Data excerpts:
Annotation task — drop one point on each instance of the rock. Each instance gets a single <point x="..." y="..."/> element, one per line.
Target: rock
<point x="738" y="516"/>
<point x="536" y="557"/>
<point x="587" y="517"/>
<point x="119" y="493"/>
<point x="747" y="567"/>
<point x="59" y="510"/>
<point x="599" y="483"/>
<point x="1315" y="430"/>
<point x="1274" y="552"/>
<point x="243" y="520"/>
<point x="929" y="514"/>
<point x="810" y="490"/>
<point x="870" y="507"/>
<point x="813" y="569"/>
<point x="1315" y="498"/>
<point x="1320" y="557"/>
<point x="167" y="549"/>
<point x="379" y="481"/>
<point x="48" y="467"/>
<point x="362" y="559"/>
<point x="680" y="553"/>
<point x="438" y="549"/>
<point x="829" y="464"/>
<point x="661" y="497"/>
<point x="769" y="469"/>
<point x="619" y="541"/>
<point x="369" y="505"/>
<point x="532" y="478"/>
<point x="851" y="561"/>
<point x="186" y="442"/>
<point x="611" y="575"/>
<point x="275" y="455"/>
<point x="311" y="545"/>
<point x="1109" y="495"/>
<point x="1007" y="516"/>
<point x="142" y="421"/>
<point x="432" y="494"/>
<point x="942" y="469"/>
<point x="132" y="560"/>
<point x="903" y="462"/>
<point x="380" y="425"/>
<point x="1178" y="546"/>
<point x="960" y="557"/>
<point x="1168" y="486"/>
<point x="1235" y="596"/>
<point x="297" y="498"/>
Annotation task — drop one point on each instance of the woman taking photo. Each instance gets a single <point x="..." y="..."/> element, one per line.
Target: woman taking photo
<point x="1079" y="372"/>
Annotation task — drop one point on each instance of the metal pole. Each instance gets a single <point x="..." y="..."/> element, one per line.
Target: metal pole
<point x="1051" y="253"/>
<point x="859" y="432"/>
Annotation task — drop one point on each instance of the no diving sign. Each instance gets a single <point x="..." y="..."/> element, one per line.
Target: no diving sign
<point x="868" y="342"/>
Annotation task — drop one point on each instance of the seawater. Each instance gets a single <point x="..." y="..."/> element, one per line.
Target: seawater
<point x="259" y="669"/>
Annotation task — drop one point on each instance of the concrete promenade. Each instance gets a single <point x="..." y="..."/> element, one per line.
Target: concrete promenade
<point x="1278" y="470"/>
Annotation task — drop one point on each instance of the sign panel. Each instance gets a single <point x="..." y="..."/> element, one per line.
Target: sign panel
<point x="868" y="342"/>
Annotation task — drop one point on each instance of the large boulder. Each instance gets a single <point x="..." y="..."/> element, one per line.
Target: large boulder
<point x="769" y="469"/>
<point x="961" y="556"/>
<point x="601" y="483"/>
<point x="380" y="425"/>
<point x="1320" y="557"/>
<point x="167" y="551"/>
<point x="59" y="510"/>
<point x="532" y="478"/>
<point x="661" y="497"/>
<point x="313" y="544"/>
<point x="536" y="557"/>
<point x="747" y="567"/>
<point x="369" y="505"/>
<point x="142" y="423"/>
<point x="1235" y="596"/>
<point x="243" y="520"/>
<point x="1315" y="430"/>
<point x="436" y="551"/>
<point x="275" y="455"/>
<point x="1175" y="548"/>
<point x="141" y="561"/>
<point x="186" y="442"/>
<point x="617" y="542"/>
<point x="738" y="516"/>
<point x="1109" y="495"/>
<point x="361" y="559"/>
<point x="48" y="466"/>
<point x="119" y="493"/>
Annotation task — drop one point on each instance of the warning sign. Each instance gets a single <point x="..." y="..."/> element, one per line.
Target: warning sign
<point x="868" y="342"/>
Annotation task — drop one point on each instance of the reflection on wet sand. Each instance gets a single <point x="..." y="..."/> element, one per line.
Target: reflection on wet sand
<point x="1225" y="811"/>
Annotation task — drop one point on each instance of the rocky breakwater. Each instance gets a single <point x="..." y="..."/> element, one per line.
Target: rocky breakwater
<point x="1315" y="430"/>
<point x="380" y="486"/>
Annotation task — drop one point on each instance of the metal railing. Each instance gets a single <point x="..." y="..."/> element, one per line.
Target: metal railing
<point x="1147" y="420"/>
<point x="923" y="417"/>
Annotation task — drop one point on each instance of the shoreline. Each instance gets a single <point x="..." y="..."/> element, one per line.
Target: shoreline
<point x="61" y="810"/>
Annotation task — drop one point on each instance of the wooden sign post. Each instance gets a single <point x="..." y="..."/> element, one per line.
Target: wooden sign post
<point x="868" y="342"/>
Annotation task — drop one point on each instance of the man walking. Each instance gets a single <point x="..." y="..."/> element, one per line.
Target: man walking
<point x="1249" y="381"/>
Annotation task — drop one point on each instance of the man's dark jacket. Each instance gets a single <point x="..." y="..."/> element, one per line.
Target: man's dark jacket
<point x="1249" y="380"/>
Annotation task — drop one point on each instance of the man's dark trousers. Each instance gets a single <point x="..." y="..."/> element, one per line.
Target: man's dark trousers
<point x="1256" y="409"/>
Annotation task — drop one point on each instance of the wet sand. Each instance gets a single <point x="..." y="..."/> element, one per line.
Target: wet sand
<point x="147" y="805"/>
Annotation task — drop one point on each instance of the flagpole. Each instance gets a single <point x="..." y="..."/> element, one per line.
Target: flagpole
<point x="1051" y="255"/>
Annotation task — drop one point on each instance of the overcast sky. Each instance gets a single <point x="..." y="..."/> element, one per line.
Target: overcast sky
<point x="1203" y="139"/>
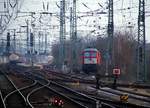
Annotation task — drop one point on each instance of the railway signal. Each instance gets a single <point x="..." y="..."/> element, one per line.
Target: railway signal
<point x="116" y="73"/>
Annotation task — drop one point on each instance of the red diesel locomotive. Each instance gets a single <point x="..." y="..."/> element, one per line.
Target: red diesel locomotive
<point x="91" y="59"/>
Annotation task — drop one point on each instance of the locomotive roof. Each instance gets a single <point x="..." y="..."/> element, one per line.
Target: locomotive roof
<point x="90" y="49"/>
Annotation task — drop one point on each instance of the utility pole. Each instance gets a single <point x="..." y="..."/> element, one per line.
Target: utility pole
<point x="31" y="47"/>
<point x="62" y="33"/>
<point x="14" y="40"/>
<point x="110" y="32"/>
<point x="27" y="29"/>
<point x="141" y="56"/>
<point x="8" y="44"/>
<point x="73" y="35"/>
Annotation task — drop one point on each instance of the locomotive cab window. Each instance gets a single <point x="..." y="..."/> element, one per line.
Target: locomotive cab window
<point x="87" y="54"/>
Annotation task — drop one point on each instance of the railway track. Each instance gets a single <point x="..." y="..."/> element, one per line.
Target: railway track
<point x="35" y="98"/>
<point x="78" y="97"/>
<point x="11" y="96"/>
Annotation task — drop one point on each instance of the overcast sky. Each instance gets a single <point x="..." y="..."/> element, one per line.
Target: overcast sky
<point x="125" y="14"/>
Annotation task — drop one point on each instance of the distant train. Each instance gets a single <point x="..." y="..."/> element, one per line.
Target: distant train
<point x="91" y="59"/>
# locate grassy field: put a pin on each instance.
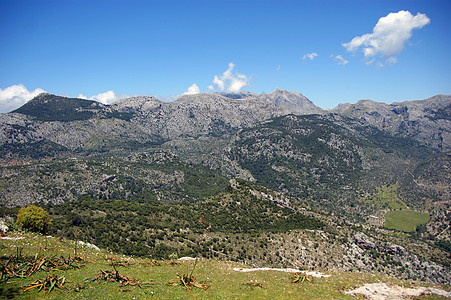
(405, 220)
(154, 276)
(385, 197)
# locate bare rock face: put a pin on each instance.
(428, 121)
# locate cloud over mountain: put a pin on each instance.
(192, 90)
(105, 98)
(389, 36)
(15, 96)
(229, 81)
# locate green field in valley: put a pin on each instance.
(405, 220)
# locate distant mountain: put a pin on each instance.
(425, 120)
(84, 125)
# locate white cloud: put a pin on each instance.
(192, 90)
(15, 96)
(229, 81)
(105, 98)
(310, 56)
(340, 59)
(389, 35)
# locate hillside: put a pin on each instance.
(266, 180)
(84, 272)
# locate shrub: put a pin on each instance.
(34, 218)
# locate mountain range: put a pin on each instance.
(345, 168)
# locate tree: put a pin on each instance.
(34, 218)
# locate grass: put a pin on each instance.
(385, 197)
(223, 281)
(405, 220)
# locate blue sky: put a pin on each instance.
(105, 50)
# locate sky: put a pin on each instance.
(331, 51)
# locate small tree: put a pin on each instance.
(34, 218)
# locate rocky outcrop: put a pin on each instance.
(425, 120)
(408, 264)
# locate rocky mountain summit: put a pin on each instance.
(146, 177)
(425, 120)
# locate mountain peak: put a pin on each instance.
(49, 107)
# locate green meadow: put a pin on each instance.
(405, 220)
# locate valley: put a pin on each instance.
(265, 180)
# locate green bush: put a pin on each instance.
(34, 218)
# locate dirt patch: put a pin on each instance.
(288, 270)
(382, 291)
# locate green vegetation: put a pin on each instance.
(34, 218)
(385, 197)
(405, 220)
(145, 278)
(144, 228)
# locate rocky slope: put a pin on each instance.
(425, 120)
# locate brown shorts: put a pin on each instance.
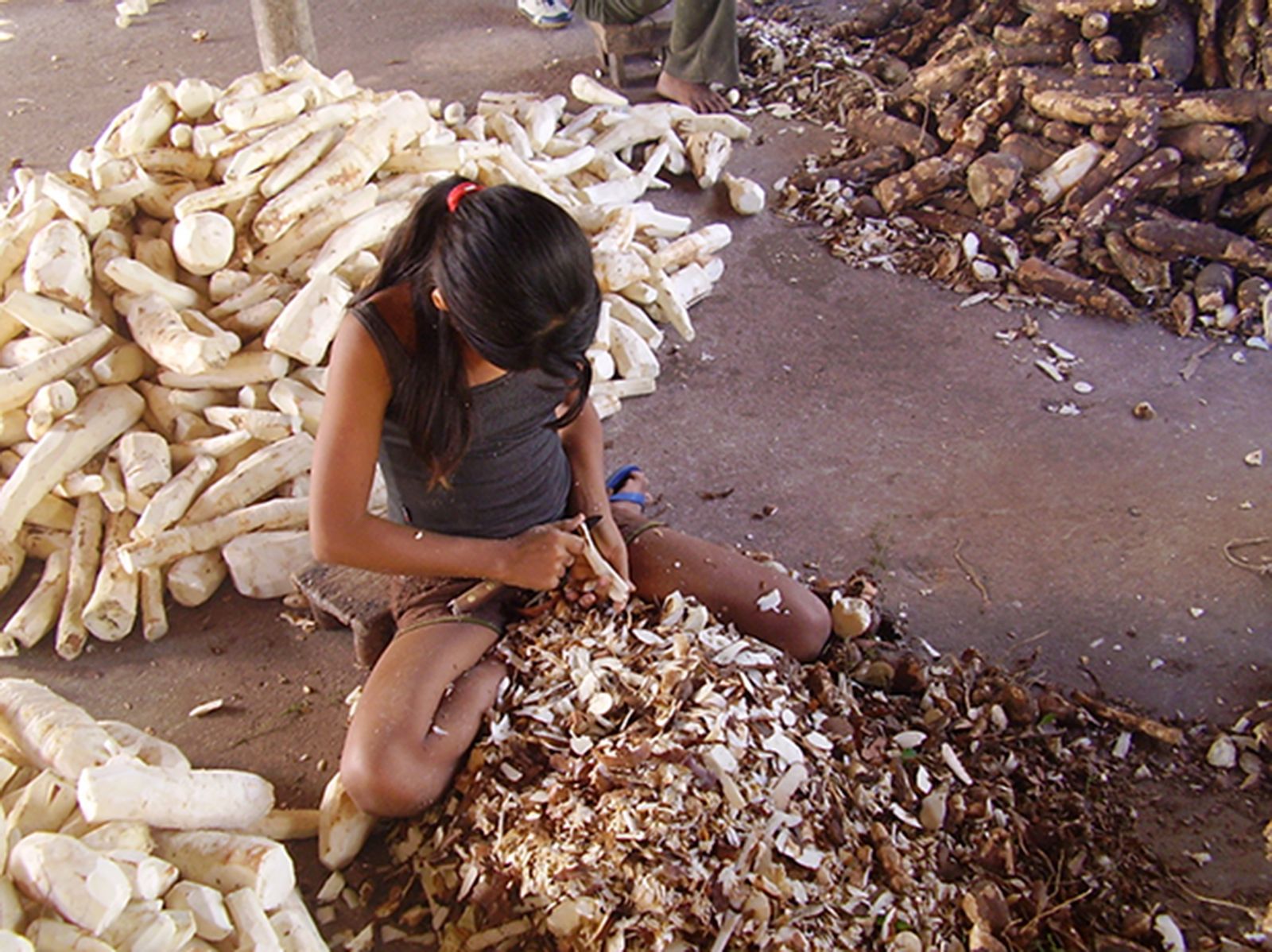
(417, 602)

Your objective: Return the lines exactly, from the one containing "# locate white" through the last line above, including both ends and excluding every picture.

Output below:
# locate white cloud: put a pin on each instance.
(192, 90)
(15, 96)
(229, 81)
(105, 98)
(310, 56)
(340, 59)
(389, 35)
# locate hillside: put a pin on each instance.
(266, 180)
(84, 272)
# locate shrub: put a pin on each instance.
(34, 218)
# locate mountain range: put a pin on each instance.
(345, 168)
# locate tree: put a pin on each instance.
(34, 218)
# locate grass: put a pin on each instance.
(385, 197)
(223, 281)
(405, 220)
# locate blue sky: put a pin on each instance.
(105, 50)
# locate sky: put a pin on each instance.
(331, 51)
# locate small tree: put a pin on each instance.
(34, 218)
# locate rocky outcrop: put a pin on each instance.
(425, 120)
(408, 264)
# locate rocky mountain summit: put a pin on each instance.
(146, 177)
(425, 120)
# locate mountain peak: put a pin on each instance.
(49, 107)
# locate green meadow: put a pin on each instance.
(405, 220)
# locate valley: put a pin on each instance.
(265, 180)
# locate green bush: put a pin on each instance.
(34, 218)
# locate dirt patch: put a pin on each instance.
(288, 270)
(382, 291)
# locate green vegetation: put a pin on each instance.
(34, 218)
(385, 197)
(405, 220)
(145, 278)
(144, 228)
# locate rocky slope: put a pin on each instance.
(425, 120)
# locate brown shorts: put a pin on each instance.
(417, 602)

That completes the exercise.